Ellen’s spirituality

But then we talked about friends, music, shared experiences, and as we talked she began to laugh – we both did – and her voice soon became the rich sound we all know. After about 20 minutes, we said goodbye happily, cheerily, and with the sense that we would soon be talking and laughing again.

And here’s what I feel I had to share. Ellen was not afraid. She was not angry. She accepted things as they were and spoke lovingly and happily about her life, her friends, her career, her fellow musical collaborators –all that and more. She also talked about her delight in the morning birds outside her window, for which the staff had provided an identification chart.

Her happy, strong farewell that day is what stays with me and gives me some solace. Perhaps it will do that for you too.”

Since then, he has also reflected, “I never had any sense of her spiritual leanings. She referenced Christianity in songs sometimes but not in her own. In gospel songs such as “I Bid You Goodnight,” with which she closed pretty much every night, she sang “I love you but Jesus loves you the best.” But I didn’t get the sense it was a ‘message,’ just some lyrics that meant a lot to her personally. Of course AA has a spiritual element, but again, I didn’t have the sense that it was the ‘important thing’ about it. Speaking of which, I think she would be happy to have someone talk about AA and the pride she took in her temperance. Her car was certainly emblazoned with AA slogans back in the 80s. As long as I knew her, she was the polite, mild person you spoke with right up until the moment she stepped onstage, and then all that happened.”

Quammie Williams also felt the need to commemorate her on Facebook:

“We were playing in Edmonton in the late 80’s and went to Shogun, a Japanese restaurant north of Jasper around 112 Sreet, one of the only places to get sushi in Edmonton at that time. We sat at the sushi bar, and an appropriately stern-looking sushi chef took my order and Michelle’s. Then he got to Ellen, and she spoke in her fluent Japanese, ordering what she wanted. He wrote it down then walked a couple of paces and did one of the most amazing double takes I’ve ever seen. Her accent had been so good he didn’t even notice that it came from such an unlikely source. They had a long chat and some laughs as she explained where and how she had grown up in Japan.”

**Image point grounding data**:
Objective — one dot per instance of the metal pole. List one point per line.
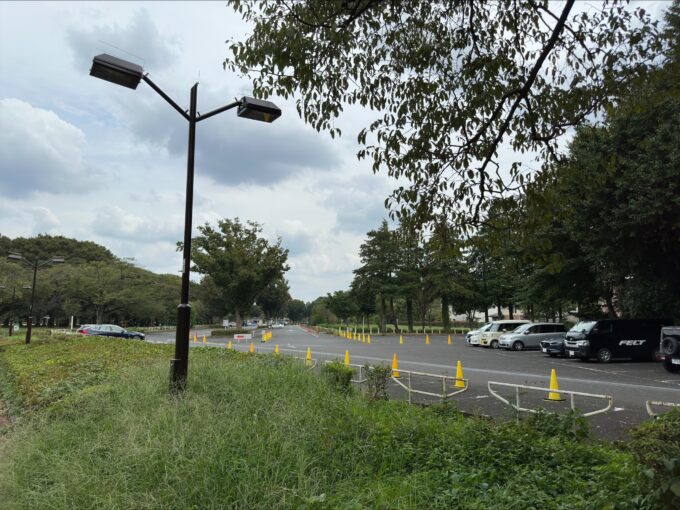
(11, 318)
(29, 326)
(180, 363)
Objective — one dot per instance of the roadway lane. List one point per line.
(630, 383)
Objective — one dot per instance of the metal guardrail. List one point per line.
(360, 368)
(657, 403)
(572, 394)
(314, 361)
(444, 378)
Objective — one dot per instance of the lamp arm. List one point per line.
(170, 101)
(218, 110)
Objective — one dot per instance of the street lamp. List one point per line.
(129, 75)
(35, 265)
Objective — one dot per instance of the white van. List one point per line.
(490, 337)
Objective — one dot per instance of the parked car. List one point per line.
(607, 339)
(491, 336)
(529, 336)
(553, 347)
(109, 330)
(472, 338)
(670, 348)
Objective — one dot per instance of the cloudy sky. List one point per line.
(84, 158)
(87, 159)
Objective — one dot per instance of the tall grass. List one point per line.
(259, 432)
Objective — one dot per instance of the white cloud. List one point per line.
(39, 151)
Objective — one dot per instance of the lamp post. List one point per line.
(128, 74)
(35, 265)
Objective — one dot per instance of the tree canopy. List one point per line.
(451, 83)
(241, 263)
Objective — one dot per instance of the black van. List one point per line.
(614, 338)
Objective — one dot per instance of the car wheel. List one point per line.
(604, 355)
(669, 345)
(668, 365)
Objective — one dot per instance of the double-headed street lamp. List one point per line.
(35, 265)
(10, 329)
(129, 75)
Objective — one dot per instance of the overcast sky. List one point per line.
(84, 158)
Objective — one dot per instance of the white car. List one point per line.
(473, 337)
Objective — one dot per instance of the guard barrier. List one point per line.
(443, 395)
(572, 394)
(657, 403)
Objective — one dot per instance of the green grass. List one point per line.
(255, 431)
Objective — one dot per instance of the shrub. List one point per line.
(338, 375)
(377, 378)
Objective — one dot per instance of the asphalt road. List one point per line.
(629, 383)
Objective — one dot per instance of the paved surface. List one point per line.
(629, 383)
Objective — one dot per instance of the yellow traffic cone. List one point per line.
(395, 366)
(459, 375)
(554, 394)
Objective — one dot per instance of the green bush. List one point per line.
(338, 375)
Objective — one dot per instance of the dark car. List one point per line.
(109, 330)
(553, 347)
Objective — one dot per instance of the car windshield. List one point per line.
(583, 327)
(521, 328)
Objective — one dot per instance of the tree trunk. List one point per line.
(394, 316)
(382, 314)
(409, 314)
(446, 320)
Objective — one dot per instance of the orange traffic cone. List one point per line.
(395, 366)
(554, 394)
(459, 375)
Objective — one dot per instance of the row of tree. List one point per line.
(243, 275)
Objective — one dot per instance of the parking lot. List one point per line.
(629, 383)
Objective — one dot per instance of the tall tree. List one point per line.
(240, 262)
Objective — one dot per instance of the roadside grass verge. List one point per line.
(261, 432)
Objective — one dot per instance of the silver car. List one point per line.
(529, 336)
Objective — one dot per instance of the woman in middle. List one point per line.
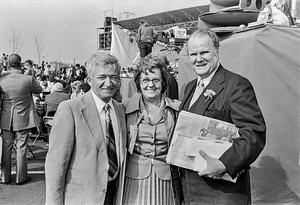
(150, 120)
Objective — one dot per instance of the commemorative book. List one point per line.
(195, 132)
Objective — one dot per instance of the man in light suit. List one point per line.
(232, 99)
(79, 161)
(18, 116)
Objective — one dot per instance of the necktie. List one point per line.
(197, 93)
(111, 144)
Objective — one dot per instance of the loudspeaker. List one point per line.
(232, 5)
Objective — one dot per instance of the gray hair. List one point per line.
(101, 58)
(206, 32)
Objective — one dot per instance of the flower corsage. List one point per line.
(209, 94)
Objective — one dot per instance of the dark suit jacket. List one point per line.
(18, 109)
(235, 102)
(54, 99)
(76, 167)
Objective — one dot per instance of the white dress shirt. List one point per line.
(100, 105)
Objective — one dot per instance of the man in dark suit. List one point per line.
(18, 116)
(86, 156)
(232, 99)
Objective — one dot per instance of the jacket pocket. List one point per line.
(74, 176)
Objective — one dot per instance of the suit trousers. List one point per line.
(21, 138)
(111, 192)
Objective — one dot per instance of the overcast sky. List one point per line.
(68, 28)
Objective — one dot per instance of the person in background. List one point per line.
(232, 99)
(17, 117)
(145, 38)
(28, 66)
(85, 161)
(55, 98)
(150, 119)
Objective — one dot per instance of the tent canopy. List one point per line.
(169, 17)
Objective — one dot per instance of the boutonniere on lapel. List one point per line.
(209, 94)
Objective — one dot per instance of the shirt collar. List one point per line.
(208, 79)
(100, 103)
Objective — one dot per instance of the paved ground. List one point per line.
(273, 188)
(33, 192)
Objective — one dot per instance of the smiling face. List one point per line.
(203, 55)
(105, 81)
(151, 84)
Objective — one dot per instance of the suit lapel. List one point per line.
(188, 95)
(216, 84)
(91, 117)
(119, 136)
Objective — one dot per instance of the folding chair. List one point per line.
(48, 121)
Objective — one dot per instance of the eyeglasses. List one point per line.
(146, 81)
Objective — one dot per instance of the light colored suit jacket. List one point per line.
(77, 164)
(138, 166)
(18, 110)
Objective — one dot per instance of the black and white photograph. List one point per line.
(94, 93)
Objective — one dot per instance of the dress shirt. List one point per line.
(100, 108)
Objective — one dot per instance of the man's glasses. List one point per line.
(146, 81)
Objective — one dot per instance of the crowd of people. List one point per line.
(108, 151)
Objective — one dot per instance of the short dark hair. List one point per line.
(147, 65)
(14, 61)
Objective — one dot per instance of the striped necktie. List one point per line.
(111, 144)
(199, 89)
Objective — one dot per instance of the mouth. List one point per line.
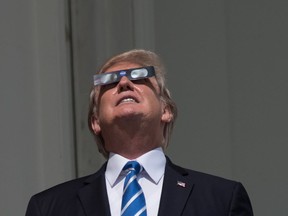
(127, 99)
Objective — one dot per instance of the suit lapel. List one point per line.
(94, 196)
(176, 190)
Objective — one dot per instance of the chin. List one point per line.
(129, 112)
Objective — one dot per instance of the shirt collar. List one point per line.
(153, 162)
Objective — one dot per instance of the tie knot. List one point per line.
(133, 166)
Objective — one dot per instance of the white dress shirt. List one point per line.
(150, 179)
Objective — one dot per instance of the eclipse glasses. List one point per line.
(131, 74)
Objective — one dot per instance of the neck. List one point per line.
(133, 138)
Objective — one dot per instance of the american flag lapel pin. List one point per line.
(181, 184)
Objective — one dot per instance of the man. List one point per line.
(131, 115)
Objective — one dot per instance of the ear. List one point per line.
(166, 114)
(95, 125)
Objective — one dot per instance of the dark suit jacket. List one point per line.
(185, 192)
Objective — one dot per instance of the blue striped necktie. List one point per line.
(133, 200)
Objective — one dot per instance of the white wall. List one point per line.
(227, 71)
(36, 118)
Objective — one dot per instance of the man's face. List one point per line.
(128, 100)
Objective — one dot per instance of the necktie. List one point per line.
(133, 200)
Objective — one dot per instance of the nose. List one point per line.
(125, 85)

**TASK DIRECTIONS**: Continue the recollections of Ellen, picking up after their final sentence.

**YOUR RESPONSE**:
In Toronto recently, Michelle Josef was able to recollect, “After my gender change, Ellen just kept hiring me at a time when I was being treated like I was radioactive by the music business. She knew what it was like to be different, because she was. Growing up in Japan, she was a foot taller and thirty pounds heavier than any of her peers: big and pink with long red hair in a world of short girls with pageboy haircuts.

Some people experience trauma, and it makes them bitter and hard. With Ellen, it made her an understanding and compassionate person, accommodating and kind. And she wasn’t treated that way always.

She got man-splained to a lot. She had this Marshall amp that she’d snapped the L’s off so it was a female amp, “Marsha,” and she had put some lace over the grille. So soundmen would make an assumption, having no idea of her command of what she did. And they’d tell her how to set up her amp.

It’s no secret that she was recovering from alcohol addiction, which doesn’t mean you are cured. It means that you no longer cope with the underlying traumas of your life with alcohol. She certainly struggled with song-writing after she got sober. Her muse was no longer lubricated. The songs would take a longer time to come to her. She spent a lot of time on the road working on tunes. And she had a hurting heart. Anyone who comes to the blues full-on, as she did, has to have a hurting heart. There definitely was an intense essence of spirituality to her, the feeling of a higher power in her playing and singing. She held a groove like a synchro-mesh on a fucking Ferrari. And it would take the audience’s breath away.

I can’t compare her to anybody.

She expressed a confluence of very diverse life and musical experiences. She scat-sang in Japanese phonetics; she had a huge gospel background that completely informed her singing. When she sang, it was church. [She] loved Son House. She told me she had quite a following in the gay and trans community; drag queens loved her and she loved them back. She just loved anyone who loved music.”